_Exercise directions:_ Retype the records below from their first line through the line containing "x=290, y=100", and include nothing else.

──────── Source information

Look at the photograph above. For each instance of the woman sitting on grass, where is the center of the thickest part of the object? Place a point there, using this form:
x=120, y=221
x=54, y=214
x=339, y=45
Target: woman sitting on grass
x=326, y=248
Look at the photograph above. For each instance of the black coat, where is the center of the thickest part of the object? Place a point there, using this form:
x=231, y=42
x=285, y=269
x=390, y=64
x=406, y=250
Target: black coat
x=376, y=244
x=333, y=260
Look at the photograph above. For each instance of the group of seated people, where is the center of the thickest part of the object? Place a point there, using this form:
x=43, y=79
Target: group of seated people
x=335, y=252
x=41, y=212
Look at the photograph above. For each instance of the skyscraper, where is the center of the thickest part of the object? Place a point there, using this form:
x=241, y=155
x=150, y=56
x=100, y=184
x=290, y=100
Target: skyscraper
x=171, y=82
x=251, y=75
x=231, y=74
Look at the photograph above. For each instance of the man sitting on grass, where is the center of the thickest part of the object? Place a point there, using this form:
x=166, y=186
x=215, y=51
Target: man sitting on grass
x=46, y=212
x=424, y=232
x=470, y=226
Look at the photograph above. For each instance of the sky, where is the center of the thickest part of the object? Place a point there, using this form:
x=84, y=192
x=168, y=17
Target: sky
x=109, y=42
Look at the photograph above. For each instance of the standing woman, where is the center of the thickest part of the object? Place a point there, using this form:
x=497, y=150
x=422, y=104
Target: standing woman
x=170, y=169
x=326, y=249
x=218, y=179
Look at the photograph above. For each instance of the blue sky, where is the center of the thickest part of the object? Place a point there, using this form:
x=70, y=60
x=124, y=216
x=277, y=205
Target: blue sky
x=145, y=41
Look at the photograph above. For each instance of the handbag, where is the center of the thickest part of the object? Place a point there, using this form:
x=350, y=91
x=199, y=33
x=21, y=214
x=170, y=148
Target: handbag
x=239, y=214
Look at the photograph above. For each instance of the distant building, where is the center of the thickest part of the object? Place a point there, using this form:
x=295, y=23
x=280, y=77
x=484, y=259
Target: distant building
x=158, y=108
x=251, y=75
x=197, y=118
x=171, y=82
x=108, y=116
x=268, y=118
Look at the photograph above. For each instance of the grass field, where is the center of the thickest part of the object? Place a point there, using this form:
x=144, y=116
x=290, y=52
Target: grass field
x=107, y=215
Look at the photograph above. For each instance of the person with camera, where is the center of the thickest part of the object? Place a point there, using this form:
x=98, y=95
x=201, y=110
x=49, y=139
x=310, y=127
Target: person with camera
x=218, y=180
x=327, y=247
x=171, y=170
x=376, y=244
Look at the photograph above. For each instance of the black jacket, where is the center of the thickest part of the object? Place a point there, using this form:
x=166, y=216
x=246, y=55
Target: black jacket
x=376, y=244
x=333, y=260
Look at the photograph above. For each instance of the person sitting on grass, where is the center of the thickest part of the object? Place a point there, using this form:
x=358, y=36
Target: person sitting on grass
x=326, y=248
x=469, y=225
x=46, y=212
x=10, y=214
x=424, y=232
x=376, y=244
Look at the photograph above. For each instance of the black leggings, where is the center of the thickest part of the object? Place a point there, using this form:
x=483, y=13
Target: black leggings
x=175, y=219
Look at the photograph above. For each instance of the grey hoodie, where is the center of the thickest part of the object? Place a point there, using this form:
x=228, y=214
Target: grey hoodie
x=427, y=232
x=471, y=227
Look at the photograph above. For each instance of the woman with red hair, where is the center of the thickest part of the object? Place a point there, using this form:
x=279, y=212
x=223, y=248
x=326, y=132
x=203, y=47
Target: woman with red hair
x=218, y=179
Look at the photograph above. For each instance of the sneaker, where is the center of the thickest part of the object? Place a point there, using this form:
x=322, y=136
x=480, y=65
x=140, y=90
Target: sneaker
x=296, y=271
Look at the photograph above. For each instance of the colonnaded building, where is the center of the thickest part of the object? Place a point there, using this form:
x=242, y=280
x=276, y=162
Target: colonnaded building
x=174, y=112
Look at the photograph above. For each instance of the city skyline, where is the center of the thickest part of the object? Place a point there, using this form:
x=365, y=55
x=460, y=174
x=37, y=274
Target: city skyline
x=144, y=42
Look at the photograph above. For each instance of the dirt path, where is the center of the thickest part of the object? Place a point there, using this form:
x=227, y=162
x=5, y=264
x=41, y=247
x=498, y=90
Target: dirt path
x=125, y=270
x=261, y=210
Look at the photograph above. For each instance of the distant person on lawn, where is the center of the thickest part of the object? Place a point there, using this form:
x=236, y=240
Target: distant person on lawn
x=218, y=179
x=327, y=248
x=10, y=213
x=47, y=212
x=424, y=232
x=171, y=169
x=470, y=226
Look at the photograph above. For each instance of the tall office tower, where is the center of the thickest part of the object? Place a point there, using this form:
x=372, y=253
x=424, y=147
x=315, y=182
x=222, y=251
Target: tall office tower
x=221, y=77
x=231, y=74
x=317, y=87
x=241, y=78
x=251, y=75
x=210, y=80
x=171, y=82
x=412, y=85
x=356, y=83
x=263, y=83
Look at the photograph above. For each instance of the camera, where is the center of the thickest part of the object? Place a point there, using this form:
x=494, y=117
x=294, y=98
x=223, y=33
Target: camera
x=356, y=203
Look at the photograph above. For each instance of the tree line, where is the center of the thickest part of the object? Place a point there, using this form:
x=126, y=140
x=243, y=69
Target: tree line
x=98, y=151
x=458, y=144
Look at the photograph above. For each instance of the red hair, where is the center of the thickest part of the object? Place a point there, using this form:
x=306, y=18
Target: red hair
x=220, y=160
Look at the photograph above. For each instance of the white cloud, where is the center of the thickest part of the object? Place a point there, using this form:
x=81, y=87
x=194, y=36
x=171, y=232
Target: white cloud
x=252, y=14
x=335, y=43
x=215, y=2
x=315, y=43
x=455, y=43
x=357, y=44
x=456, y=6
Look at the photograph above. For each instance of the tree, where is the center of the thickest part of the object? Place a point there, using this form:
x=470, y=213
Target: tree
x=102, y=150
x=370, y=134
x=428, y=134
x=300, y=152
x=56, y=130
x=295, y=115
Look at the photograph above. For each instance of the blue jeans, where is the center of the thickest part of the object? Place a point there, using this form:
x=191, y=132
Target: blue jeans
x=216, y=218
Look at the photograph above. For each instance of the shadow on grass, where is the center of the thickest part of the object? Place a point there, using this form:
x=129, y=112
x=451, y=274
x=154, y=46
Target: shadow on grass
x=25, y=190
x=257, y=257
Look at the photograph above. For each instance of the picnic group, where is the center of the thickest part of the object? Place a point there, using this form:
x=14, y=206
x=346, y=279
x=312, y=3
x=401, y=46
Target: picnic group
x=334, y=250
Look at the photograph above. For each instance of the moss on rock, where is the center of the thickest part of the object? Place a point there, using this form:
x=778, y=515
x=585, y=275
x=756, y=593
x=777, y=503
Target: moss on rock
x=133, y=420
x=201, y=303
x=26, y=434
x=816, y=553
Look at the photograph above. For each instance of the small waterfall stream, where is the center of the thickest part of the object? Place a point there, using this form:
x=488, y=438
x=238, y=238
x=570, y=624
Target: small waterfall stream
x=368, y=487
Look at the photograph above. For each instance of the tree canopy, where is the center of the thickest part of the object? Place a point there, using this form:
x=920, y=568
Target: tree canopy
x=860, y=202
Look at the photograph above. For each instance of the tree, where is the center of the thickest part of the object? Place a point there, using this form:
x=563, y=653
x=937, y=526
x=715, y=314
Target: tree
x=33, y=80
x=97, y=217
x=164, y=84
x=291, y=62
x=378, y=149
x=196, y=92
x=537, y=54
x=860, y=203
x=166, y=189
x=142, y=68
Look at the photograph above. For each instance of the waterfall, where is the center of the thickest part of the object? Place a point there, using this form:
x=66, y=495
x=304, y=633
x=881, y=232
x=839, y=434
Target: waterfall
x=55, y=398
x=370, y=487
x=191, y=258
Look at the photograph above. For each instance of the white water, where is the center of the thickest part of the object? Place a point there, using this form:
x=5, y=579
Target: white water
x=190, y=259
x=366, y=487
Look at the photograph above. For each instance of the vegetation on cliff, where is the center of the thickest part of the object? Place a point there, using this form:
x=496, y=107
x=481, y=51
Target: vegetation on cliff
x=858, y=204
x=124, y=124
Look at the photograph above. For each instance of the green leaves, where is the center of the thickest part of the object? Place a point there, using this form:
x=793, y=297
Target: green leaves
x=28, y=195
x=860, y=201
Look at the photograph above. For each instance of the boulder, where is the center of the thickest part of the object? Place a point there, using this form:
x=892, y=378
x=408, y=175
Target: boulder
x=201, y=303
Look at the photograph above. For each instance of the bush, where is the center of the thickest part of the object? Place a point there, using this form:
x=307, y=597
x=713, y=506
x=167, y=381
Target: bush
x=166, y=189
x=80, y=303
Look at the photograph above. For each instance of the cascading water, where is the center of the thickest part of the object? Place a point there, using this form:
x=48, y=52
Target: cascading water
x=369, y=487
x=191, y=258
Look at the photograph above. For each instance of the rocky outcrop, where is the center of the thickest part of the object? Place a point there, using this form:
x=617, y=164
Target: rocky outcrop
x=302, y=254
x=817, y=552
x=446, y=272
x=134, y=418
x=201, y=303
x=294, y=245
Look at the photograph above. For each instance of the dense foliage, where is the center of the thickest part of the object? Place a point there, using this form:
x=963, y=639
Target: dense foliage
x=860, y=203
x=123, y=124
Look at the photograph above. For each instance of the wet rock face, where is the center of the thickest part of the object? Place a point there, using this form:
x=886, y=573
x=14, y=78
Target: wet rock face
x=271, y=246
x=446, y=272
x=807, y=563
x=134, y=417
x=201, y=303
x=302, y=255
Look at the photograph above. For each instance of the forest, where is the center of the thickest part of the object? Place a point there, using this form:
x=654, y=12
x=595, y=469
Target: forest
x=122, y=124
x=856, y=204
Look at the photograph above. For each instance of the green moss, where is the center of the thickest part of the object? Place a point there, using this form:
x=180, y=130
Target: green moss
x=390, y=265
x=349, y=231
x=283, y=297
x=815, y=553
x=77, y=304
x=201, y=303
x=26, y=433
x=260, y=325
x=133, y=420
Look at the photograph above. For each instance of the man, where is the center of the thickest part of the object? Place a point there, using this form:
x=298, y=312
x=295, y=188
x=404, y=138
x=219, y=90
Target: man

────────────────

_Task response:_
Look at the photograph above. For each instance of the woman sitting on grass, where is the center of the thickest part of the object? Place a point there, using this form:
x=120, y=221
x=54, y=214
x=339, y=45
Target: woman sitting on grass
x=326, y=248
Look at the photograph above. For each instance of the black coat, where is the center of the thickest part of the object? Place a point there, using this form:
x=231, y=42
x=285, y=269
x=390, y=64
x=406, y=250
Target: black coat
x=376, y=244
x=333, y=260
Look at the photograph above. For each instance of the group of seated people, where is the center of the thickest part of the object? Place a point there, using this form:
x=43, y=79
Target: group of seated people
x=335, y=252
x=41, y=212
Look at the photograph above. For each instance of the skyscraper, where is the center of the thickest part of the object? Place a point there, using this form:
x=241, y=155
x=150, y=56
x=100, y=184
x=290, y=100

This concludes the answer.